Text shown →
---
With Valentine’s Day fast approaching, this week’s DIY is an awesome (and inexpensive) way to show how much you love your significant other! This week’s project is titled 52 Things I Love About You, and I think you’ll love it! Of course, this gift can be given for a birthday, Christmas, or just because, but I think it’s perfect for the hubs’ Valentine’s present!
Yes people, marriage is hard. Really hard. Even when you are 100% completely in love with your husband, marriage is hard.
Marriage is hard…
I love my husband so much, but there are things he does that drive me CRAZY. And it’s never anything big… In fact, it generally starts off with me asking him to do something.
Example 1: “Baby, you look like you’re really busy, and you should be in bed. Is there anything I can do for you?” I ask him to do the laundry, and tell him I really need a pair of jeans for work in the morning… The next morning, I wake up late, and by the time I get around to checking on the status of my blue jeans the surprise I got made me ready to blow… My jeans were never washed, laundry was never done. What did happen was that my darling husband put everything in the washer, put the laundry detergent in there, and then walked away. It was everything I could do not to scream. Instead, I muttered “I asked for one mother f***ing thing” and stomped around the house finding some other pants.
Example 2: Last night when I got home from grocery shopping, I asked the hubs to refill the sugar dish so that I wouldn’t have to when I woke up at whatever awful time. Fast forward to when I woke up this morning, sugar is in the grocery bag, on the floor… Frustration set in, and all I could think is “Are you f***ing kidding me?”
It’s not always bad…
That morning that I found my blue jeans sitting in the washer, we just so happened to run out of toilet paper on the roll in the bathroom. Instead of being nice and putting out another roll of toilet paper, I let the empty one sit there, and then I proceeded to move the other rolls of toilet paper to a new location.
Mean? Yes. But in my mind, it was well deserved. And I have to admit that I laughed like crazy when he called me later freaking out.
Plus, the advantage to getting up a LOT earlier than the hubs, is that this morning, I can almost guarantee that unless I stop now, I will drink all of the coffee, and conveniently go for a run right as the hubs is getting ready to wake up. The hubs has a complete inability to make coffee on his own…
Mean? Again, yes. But also deserved in my mind…
We all have little things that we do that get on each other’s nerves. And while I sometimes don’t take the most mature approach to dealing with it, I also know that if I went off yelling every time he drove me nuts, he’d go running home to his mom’s within a week.
Yes, marriage is hard, but it can also be really great…
Yes, the hubs drives me nuts, he makes me crazy, and sometimes I may want to strangle him, but for every single thing he does that frustrates me, there are a million other things that he does that make me smile, that make me laugh, and that make me cry happy tears.
- He does the dishes, because he knows that I despise doing dishes.
- He brings home puppies from the dumpster, because he knows I couldn’t bear to see them on the side of the road.
- He helps the eldest with his homework every night.
- He taught the youngest how to build fires and shoot a gun.
- He loves my kids like they’re his own.
- He records movies on the DVR that he thinks I’ll want to watch.
- He cooks for me.
- He holds me when I feel like dog crap.
---
Coordinate labeling data →
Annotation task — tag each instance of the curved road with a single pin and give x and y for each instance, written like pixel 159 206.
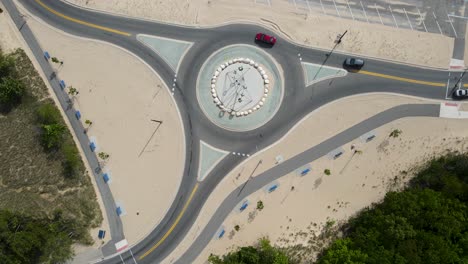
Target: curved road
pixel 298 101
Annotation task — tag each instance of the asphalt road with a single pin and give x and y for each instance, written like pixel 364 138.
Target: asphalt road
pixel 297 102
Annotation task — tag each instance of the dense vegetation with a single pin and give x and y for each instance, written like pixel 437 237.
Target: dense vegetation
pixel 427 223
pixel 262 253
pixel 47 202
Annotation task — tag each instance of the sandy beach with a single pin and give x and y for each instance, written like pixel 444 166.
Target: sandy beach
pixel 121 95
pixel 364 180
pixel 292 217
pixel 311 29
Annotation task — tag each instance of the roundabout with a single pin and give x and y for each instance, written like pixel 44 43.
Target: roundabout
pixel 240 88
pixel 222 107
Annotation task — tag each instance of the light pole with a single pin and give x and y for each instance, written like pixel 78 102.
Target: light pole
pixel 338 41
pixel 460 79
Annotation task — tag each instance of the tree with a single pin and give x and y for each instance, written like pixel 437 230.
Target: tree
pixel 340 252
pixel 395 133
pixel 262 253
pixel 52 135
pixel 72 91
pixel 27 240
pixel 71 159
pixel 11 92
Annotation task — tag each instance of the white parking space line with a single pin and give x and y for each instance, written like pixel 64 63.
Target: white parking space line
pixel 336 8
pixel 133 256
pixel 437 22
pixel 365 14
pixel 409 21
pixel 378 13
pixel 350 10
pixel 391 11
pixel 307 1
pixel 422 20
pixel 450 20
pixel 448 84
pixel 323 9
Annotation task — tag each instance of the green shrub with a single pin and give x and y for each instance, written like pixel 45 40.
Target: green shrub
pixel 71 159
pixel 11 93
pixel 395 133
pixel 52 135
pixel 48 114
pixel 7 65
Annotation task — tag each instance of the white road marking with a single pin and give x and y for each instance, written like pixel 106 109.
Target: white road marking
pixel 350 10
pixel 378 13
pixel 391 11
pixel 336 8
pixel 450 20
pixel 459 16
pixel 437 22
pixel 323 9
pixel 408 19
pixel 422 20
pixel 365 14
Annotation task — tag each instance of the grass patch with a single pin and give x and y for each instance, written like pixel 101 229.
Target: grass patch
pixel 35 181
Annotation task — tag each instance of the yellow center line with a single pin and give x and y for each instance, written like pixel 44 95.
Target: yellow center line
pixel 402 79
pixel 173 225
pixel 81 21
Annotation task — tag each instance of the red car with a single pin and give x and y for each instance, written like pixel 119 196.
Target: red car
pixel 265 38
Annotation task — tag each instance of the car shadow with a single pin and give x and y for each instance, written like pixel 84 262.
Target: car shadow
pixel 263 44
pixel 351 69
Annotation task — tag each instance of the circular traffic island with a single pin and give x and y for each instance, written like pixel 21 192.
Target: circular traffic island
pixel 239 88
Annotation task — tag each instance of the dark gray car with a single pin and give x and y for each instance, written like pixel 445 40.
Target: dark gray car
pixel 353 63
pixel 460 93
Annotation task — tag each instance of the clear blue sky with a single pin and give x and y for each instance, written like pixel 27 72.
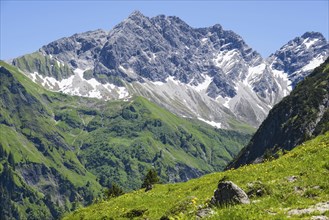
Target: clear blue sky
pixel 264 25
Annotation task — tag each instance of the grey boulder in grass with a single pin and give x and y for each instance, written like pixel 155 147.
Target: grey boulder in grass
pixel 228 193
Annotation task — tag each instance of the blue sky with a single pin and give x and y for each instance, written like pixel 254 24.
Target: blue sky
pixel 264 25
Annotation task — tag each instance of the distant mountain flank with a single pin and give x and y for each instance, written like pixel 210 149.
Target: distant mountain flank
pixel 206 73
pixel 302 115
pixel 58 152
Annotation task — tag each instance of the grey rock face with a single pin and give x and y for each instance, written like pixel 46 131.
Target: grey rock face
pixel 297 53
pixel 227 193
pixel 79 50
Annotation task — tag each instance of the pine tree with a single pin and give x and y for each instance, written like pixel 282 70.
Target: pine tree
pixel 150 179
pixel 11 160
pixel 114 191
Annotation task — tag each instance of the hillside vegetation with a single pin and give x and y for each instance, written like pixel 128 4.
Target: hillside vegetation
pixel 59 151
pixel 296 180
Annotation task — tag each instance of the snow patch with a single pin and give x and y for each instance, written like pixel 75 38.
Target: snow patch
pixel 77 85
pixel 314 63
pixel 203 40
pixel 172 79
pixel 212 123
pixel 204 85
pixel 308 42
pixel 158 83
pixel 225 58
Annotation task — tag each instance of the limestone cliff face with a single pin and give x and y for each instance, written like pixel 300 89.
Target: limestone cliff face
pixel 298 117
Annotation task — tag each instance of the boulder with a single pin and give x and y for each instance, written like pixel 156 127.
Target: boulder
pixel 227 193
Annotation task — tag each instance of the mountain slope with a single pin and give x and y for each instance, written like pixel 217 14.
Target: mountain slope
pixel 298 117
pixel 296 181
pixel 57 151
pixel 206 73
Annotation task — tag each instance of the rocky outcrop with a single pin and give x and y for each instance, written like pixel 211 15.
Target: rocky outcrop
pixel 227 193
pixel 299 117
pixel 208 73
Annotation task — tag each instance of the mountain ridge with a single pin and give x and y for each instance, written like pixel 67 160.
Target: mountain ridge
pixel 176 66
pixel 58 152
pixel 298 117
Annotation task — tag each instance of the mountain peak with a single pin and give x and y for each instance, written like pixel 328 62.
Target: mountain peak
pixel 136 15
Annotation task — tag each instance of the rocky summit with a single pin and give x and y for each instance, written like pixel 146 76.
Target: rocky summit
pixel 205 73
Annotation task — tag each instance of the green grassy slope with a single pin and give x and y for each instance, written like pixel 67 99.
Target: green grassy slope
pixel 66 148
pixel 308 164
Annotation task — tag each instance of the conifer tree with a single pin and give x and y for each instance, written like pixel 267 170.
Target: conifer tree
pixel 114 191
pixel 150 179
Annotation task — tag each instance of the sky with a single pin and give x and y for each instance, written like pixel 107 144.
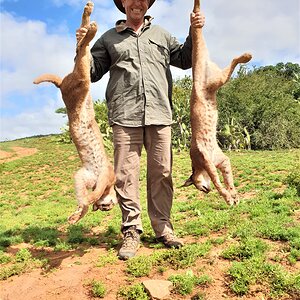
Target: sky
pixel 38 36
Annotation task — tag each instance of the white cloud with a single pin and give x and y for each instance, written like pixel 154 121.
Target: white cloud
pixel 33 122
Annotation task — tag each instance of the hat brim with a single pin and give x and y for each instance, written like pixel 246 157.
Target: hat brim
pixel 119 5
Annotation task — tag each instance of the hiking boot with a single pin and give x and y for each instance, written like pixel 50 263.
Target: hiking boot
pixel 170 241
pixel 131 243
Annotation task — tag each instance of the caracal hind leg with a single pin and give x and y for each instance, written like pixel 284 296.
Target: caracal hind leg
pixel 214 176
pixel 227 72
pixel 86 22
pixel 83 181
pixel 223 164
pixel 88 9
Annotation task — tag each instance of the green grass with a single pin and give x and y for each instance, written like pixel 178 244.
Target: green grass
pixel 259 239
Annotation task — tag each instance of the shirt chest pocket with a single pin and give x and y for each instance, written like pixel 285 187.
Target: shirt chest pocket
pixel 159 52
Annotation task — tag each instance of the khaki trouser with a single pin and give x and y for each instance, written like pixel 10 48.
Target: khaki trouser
---
What you need to do → Extend the post about marriage and the "52 Things I Love About You" gift, picking up right after its last line.

Output for this exercise →
- He supports my dreams.
- He finds ways to make me laugh, when all I want to do is cry.
- He doesn’t run away when I start to cry.
- He watches the kids so I can grocery shop alone (and yes, that is sooooo important to me and my sanity!).
- Even though we never go to bed at the same time, he always kisses me good night when he comes to bed (I know, because even though he doesn’t think he does, he wakes me up every single time).
- He calls me from work to see how my day of working with tiny human went.
- He tells me I’m beautiful, even when I look like this.
I guess what I really need to say is that even though marriage is hard, if you really love the person that you’re with, it is easy to make it work. And, I guess I need to make some more coffee before I head out for my morning run.
Have I told you all that I have the most wonderful man ever to call my very own? I do. And sometimes I have a tendency to forget just how lucky I am. I have taken him for granted time and time again, but he has stood by me, and I am very grateful for that. I’ll tell you, he really stepped up to the plate when he and I got together. I was me (crazy as all get out from the get go) and I had a two and four year old to boot! Sometimes I wonder what on earth he was thinking. Other times, I thank God that he didn’t run for the hills at the first sign of disaster. Now, it’s time that I start doing for him…
As a mom of two who works as much as I do, I can sometimes (as in almost always) forget that it’s important to be more than the girl at the office, and to be mommy, but to also be a loving girlfriend. Over the last three and a half years, I’ve gotten fairly comfortable. I don’t shave my legs daily anymore (he’s lucky if I shave them once a week), most days I don’t have any makeup on, and my hair could be sticking any way for all I know. It’s great to be intimate enough to be this comfortable, but sometimes I wonder if he misses the person that used to try a little harder to be sexy for him. All of that is going to change.
Starting now, I’m going to make sure that we have a date night, at least once a month. I don’t mean something big and expensive… I mean a night where we focus on US and not everything else. At least one night with no kids in sight (or earshot!) to worry about. A night with high heels and makeup. A night where I do more than roll out of bed and run my fingers through my hair. A night that I make sure to let him know what he means to me.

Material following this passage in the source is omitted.